SOURCE DOCUMENT >>
◆ ◆ ◆
But it made it (towing after dead fuel pump on several occasions) to a few years in Athens. Finally bought a new Corolla in 83.

leslie townes

the geo metro might be the only gas car that is as fuel efficient as my prius c.

copper.hat

it got 50mpg on average. that was why i bought it. of course i ruined it all with my wrx.

leslie townes

i can get 60 in good conditions, usually 55ish. i don't know of a non-hybrid that does remotely as good.

Ted Shifrin

Electric :)

leslie townes

12:48 AM

of course the metro would collapse like a concertina in an accident

copper.hat

saves space

Ted Shifrin

And living driver.

copper.hat

solid geo engineering

leslie townes

the prius c basically is a geo metro hatchback. same shape.

copper.hat

i didn't get aircon so in summer i would drive 80/17 with the door ajar

Ted Shifrin

12:49 AM

You are a veritable idiot.

I had no AC. I used windows. Yours obviously didn’t work.

leslie townes

i noticed that people don't use windows in southern california

i do, unless it is really hot

copper.hat

it had the seatbelts that attached to the door so it wouldn't swing open. when traveling at 15mph tere

leslie townes

even if it means i have to hear some csulb student blasting sublime for 30 seconds at an intersection

copper.hat

there's not much risk

someone stole my radio in saratoga and the window repair was not up to scratch.

leslie townes

someone took a shot at me with a pellet gun in my current car, but the pellet gun hole is not visible while i'm driving (it's right behind the rear view mirror) so i haven't fixed it. doesn't rain often enough.

Ted Shifrin

12:54 AM

Leslie: for you

copper.hat

wow. i got shot at with paint guns. pellet guns can hurt.

i expect to find c*s in an asian restaurant.

one where the meals are swimming around in tanks in the restaurant

leslie townes

this is the kind of thing that i will halfway understand and then martin argerami will post an answer to. just as i've figured it out.

i do wonder if it was a pellet, from the hole it could have been a .22 but it did ricochet and not go all the way through so could not complete my ballistic analysis.

copper.hat

that's a bit scary. we had an air rifle that could kill.

leslie townes

i didn't like it at all

when i was growing up our neighbors would fire guns into a woodpile next to the fence between our house and theirs. i didn't like that either.
◆ ◆ ◆
[Records from a point-labeling set]
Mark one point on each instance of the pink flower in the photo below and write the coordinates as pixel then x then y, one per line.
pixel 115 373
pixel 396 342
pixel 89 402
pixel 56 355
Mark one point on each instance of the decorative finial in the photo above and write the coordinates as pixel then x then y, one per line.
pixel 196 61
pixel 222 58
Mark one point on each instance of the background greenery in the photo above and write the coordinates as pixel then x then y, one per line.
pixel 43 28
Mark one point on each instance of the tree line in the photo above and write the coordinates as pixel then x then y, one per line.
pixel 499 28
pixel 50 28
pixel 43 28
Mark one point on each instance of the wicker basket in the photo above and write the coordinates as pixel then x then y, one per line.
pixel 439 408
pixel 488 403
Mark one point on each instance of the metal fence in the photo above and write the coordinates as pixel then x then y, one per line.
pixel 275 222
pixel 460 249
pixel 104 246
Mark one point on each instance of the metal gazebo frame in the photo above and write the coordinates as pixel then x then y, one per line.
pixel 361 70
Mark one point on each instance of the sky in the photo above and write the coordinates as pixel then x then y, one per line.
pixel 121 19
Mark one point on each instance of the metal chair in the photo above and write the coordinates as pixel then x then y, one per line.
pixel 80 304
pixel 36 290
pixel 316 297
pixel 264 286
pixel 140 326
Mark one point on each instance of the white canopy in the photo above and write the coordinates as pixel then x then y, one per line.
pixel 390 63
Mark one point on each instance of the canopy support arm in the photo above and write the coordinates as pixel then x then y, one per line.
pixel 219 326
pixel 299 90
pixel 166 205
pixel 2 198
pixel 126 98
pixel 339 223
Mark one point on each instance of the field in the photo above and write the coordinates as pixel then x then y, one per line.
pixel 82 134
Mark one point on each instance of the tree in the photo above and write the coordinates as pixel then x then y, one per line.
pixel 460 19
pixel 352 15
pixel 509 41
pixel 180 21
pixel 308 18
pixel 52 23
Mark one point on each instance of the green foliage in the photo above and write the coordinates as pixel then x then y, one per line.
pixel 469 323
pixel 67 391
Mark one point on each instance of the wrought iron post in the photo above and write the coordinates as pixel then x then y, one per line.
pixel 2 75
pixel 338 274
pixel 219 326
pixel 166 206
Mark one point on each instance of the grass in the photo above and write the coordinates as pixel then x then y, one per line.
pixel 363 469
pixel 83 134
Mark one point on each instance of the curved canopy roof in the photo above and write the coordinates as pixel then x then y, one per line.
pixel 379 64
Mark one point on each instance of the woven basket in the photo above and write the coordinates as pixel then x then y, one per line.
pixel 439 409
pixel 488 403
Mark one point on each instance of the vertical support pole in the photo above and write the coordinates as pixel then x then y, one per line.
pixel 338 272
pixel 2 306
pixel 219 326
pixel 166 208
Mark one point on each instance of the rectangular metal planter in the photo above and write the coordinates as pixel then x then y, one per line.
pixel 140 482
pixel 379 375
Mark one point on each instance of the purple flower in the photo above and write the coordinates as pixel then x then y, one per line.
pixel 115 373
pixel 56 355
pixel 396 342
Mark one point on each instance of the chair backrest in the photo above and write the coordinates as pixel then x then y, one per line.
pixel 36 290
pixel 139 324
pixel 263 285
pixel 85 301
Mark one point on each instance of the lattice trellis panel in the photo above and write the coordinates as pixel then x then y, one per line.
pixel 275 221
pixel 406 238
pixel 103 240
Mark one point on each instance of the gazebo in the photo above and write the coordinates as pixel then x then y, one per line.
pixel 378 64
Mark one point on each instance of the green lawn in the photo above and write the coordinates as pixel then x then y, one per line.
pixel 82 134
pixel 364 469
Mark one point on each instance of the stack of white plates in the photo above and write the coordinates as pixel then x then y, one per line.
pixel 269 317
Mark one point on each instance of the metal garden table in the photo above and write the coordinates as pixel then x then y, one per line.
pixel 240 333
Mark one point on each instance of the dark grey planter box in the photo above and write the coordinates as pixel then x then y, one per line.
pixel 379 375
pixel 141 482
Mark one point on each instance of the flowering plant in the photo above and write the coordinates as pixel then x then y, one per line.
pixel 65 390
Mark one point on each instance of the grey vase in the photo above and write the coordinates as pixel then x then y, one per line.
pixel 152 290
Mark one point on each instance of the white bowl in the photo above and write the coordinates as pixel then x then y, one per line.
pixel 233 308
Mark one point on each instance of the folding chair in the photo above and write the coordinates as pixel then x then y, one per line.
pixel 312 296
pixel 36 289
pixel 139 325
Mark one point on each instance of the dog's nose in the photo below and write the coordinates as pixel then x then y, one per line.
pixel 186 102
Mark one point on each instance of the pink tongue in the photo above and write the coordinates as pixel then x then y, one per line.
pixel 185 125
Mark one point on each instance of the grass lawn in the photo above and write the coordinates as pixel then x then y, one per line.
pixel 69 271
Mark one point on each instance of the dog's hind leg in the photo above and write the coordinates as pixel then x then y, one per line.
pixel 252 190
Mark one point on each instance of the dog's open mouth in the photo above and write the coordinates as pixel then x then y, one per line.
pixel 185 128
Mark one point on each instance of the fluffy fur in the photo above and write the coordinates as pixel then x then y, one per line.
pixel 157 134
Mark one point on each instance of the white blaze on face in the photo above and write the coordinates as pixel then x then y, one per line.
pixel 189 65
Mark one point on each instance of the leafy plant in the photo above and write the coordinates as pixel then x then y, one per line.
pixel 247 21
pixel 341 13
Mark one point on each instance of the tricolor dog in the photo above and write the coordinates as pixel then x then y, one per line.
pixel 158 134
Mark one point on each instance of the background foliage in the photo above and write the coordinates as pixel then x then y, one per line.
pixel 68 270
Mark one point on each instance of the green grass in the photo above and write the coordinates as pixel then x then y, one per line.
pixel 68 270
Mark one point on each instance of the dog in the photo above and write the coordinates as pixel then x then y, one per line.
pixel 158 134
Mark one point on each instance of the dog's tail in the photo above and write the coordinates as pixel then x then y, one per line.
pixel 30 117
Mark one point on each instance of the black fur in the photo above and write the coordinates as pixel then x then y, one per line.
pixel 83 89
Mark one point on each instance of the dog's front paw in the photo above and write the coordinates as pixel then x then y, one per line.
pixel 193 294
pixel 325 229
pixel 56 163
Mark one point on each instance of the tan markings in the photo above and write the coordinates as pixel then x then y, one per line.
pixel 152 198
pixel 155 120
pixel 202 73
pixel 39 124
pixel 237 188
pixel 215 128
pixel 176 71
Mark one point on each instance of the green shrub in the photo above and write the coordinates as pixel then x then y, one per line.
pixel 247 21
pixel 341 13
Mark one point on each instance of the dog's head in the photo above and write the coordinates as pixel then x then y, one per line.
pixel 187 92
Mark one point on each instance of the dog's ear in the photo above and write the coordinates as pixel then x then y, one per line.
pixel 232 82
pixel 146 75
◆ ◆ ◆
GOALS >>
A. In the chat transcript about cars, where is the pellet gun hole in leslie townes's current car?
B. Resume the chat transcript about cars after its last message.
These records have no connection to the chat transcript about cars.

THE RESULTS >>
A. It is right behind the rear view mirror.

B.
copper.hat

a few times farmers shot at us. they might have been firing blanks, but we didn't care to investigate.

leslie townes

1:03 AM

too busy fitting the timer and shipping something off to london

copper.hat

1:57 AM

i suspect those particular farmers were more likely to be on that side of the fence...

leslie townes

3:11 AM

this giants-dodgers game is about as boring as soccer.

Koro

3:34 AM

Given that V is finite dimensional and that $\phi_i$'s ($1\le i\le n$) is a basis of $V'$, how can it be shown that $\phi_i$'s are a dual basis of some basis of $V$?

I understand that dim $(\cap _{i=1}^n null \phi_i )=0$

leslie townes

ted's suggestion to look in terms of matrices, transposes, etc. might be really good about now.

Joe Shmo

what is $V'$? the dual space?

leslie townes

nobody tell him i said that.

Koro

yes, V' is the dual space.

Leslie, I'll think in terms of matrices because as of now, I'm not getting any intuition whatsoever. Every exercise problem in 3F chapter seems like a completely new thing to me.

Joe Shmo

well, if the $\{\phi_i\}$ were projections onto the $i^{\text{th}}$ coordinate, can you see how they are a dual basis?

Koro

3:40 AM

no :'(

Joe Shmo

let's see what wiki has to say...

Dual space

In mathematics, any vector space V {\displaystyle V} has a corresponding dual vector space (or just dual space for short) consisting of all linear forms on V {\displaystyle V} , together with the vector space structure of pointwise addition and scalar multiplication by constants. The dual space as defined above is defined for all vector spaces, and to avoid ambiguity may also be called the algebraic dual space. When defined for a topological vector space, there is a subspace of the dual space, corresponding to...

let me know if something's unclear

Koro

In Axler's LADR, I don't think projection has been introduced by chapter (3F) :'(

Joe Shmo

I called them a fancy name

Ted Shifrin

4:02 AM

@leslietownes mutters inverse, cough cough.

leslie townes

cough, cough, hack, wheeze, louder cough, death rattle

Ted Shifrin

Sounds worse than poor Screech.

leslie townes

how's she holding up? we didn't have to deal with livvy post-op. does she get treats?

Ted Shifrin

It is a sLow recovery. Mostly sleeping, less eating. Apparently it can take up to 10-14 days to return to normal, and the cone is no help.

Avra

4:36 AM

@TedShifrin. Hope she/he recovers. No idea anyway

leslie townes

the munchkin refused most of her lunch at day care today and ate a handful of grapes. second day in a row she's done this. we are not fans of it.

Avra

@leslietownes. what is munchkin pls

leslie townes

it's a slang term for my daughter.

Avra

Oh!

I thought cat

Sorry to hear that :(

leslie townes

i have a cat too. she eats everything.

Avra

4:40 AM

children though have strong immune system

So hopefully she will recover quickly 🙏

leslie townes

this is true. she brings everything home only long enough to give it to us.

Avra

:(

love_sodam

The fact that two manifolds $M,N$ are orientable if and only if $M\times N$ is orientable is well known.

I actually proved this in my differential geometry class

But only using the definition of orientable manifold using homology, I think it's hard (I doubt if it's even possible) to prove.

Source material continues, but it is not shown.